Records drawn from a dataset
━━━━━━━━━━
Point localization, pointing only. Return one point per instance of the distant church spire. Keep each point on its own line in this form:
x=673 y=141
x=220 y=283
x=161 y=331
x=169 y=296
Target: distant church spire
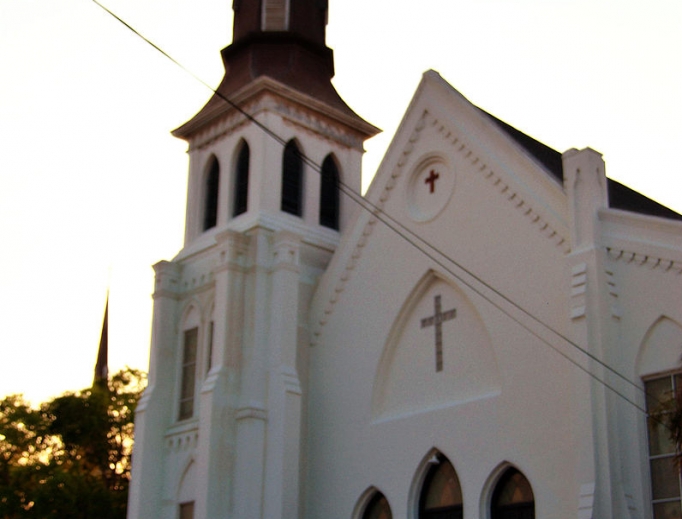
x=102 y=368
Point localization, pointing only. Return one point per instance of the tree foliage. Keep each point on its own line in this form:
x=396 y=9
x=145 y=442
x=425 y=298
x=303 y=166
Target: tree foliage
x=70 y=457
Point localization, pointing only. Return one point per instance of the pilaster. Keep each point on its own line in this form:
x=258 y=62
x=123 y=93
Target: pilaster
x=284 y=391
x=251 y=415
x=154 y=411
x=594 y=329
x=216 y=450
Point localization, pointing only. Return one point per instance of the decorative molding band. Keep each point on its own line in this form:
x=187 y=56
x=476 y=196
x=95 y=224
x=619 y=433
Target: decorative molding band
x=613 y=295
x=286 y=249
x=369 y=227
x=643 y=260
x=533 y=216
x=234 y=247
x=255 y=413
x=578 y=290
x=513 y=197
x=167 y=279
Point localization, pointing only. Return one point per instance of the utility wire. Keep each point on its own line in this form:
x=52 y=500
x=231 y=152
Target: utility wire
x=413 y=239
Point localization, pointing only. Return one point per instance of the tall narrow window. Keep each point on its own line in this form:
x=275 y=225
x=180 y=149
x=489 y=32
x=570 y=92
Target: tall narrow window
x=441 y=496
x=209 y=353
x=329 y=194
x=187 y=510
x=187 y=381
x=275 y=15
x=211 y=194
x=292 y=180
x=665 y=474
x=513 y=497
x=378 y=508
x=241 y=181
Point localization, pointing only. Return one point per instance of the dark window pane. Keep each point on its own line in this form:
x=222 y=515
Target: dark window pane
x=513 y=497
x=292 y=180
x=441 y=495
x=665 y=481
x=211 y=195
x=187 y=510
x=188 y=374
x=241 y=187
x=658 y=391
x=378 y=508
x=670 y=510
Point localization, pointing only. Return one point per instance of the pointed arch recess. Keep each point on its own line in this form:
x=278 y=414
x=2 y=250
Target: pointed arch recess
x=211 y=189
x=329 y=193
x=508 y=493
x=373 y=504
x=240 y=201
x=431 y=481
x=661 y=348
x=469 y=371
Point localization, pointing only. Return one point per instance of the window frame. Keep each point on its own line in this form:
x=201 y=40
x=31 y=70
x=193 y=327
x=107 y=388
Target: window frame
x=211 y=194
x=675 y=379
x=293 y=179
x=330 y=196
x=187 y=390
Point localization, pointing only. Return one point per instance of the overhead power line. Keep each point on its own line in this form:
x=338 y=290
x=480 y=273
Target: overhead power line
x=426 y=248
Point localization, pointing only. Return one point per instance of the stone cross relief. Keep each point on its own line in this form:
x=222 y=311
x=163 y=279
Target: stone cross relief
x=431 y=180
x=437 y=320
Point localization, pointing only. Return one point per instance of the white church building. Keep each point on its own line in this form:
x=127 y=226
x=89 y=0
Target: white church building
x=474 y=338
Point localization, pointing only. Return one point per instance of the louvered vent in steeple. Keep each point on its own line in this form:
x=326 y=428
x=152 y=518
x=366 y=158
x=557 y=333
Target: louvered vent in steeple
x=275 y=15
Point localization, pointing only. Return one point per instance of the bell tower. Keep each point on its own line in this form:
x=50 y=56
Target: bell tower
x=220 y=430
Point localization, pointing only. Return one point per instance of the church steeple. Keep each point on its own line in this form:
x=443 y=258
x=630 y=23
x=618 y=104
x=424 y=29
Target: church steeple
x=101 y=367
x=306 y=19
x=283 y=40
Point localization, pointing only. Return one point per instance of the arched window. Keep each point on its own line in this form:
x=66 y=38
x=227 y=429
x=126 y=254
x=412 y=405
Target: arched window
x=441 y=495
x=377 y=508
x=241 y=181
x=329 y=194
x=211 y=194
x=188 y=373
x=513 y=497
x=292 y=180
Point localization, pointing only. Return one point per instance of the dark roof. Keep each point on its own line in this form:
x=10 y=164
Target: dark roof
x=620 y=196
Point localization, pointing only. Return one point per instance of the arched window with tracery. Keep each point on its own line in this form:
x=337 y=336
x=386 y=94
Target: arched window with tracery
x=513 y=497
x=329 y=194
x=292 y=179
x=441 y=494
x=241 y=180
x=211 y=187
x=377 y=508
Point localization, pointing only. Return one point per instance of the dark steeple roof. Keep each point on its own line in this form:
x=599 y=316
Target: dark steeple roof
x=102 y=367
x=287 y=46
x=620 y=196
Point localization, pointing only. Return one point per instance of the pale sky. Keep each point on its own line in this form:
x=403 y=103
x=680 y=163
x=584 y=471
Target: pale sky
x=92 y=184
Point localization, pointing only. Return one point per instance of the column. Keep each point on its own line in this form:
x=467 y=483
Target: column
x=154 y=410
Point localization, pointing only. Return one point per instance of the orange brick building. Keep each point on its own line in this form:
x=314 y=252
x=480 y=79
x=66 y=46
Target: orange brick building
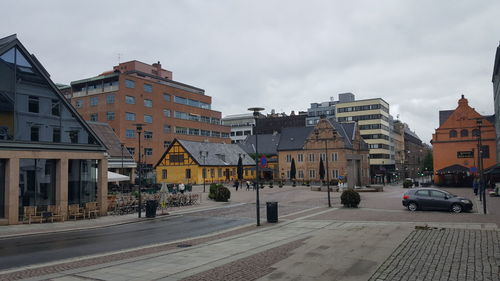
━━━━━━━━━━
■ WHAT YOU SHOULD DO: The expected answer is every line in the data above that carries the string "brick".

■ SOLVED EXERCISE:
Point localization, pointing only. Return one point per instance of the orange brick building. Keep each point on its own line in this form:
Target: orange brick building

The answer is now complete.